Shelly Steely

Personal information
- Nickname: "Shelly"
- Nationality: United States
- Born: Anne Rochelle Steely October 23, 1962 (age 63) Reading, Pennsylvania
- Height: 121 lb (55 kg)
- Weight: 5 ft 7 in (1.70 m)

Sport
- Sport: Track and field
- Events: Cross country running, 10,000 meters, 5,000 meters, 3,000 meters, 1,500 meters
- College team: University of Florida
- Club: Mizuno Track Club

Medal record
Women's athletics
Representing the United States
World Cross Country Championships
| Gold medal – first place | 1985 Lisbon | Team long race |

= Shelly Steely =

American athlete (born 1962)

Anne Rochelle Steely Ramirez (born October 23, 1962), née Anne Rochelle Steely, is a former long-distance runner who competed internationally for the United States. She specialized in the 3,000 meters on the track and later competed in road running events.

She made her international debut in cross country and helped the United States the women's team title at the IAAF World Cross Country Championships in 1985. Her focus changed to the 3,000 meters, a distance in which she was a two-time US champion (outdoors in 1991 and indoors in 1992). She reached the final of that event at the 1991 World Championships in Athletics and the 1992 Barcelona Olympics.

Steely's performances deteriorated and she was diagnosed with hyperthyroidism. However, she made an athletic comeback in 1998 and she won two national road titles, as well as appearing at the Goodwill Games and IAAF World Half Marathon Championships that year. She made one more appearance at the World Half Marathon event in 2000, but retired to focus on education studies.

==Career==

===Early life and college career===
Steely was born in Reading, Pennsylvania, and attended Bishop Conwell High School in Levittown, Pennsylvania. She received an athletic scholarship to attend the University of Florida in Gainesville, Florida, where she ran for the Florida Gators track and field team in National Collegiate Athletic Association (NCAA) competition. Steely was fifth in the 10,000 meters at the NCAA Outdoors in 1983, but found greater success over shorter distances the following year: she won both the 5000 meters and 3000 meters Southeastern Conference (SEC) titles. She was third in the 3,000 meters at the 1984 NCAA Outdoors and made two podium finishes at the USA Outdoor Track and Field Championships (third over 5,000 meters, second over 3,000 meters). She also reached the semi-finals of the US Olympic Track and Field Trials that year.

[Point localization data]
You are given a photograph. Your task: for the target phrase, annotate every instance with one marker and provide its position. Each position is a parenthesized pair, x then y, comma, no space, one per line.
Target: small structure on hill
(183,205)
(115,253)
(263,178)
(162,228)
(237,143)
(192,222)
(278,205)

* _Assignment 1_: According to the Shelly Steely article, which high school did Steely attend?
* _Assignment 2_: Decide whether each statement agrees with the Shelly Steely article: (a) Steely won a 3000 meters Southeastern Conference title. (b) Steely was diagnosed with hyperthyroidism. (c) Steely won the 10,000 meters at the 1983 NCAA Outdoors.
* _Assignment 3_: Reproduce the stretch of the Shelly Steely article from "- Nationality: United" through "in (1.70 m)".
The records have no connection to the Shelly Steely article.

* _Answer area 1_: Bishop Conwell High School in Levittown, Pennsylvania.

* _Answer area 2_:
(a) Yes: "she won both the 5000 meters and 3000 meters Southeastern Conference (SEC) titles."
(b) Yes: "she was diagnosed with hyperthyroidism."
(c) No: "Steely was fifth in the 10,000 meters at the NCAA Outdoors in 1983."

* _Answer area 3_:
- Nationality: United States
- Born: Anne Rochelle Steely October 23, 1962 (age 63) Reading, Pennsylvania
- Height: 121 lb (55 kg)
- Weight: 5 ft 7 in (1.70 m)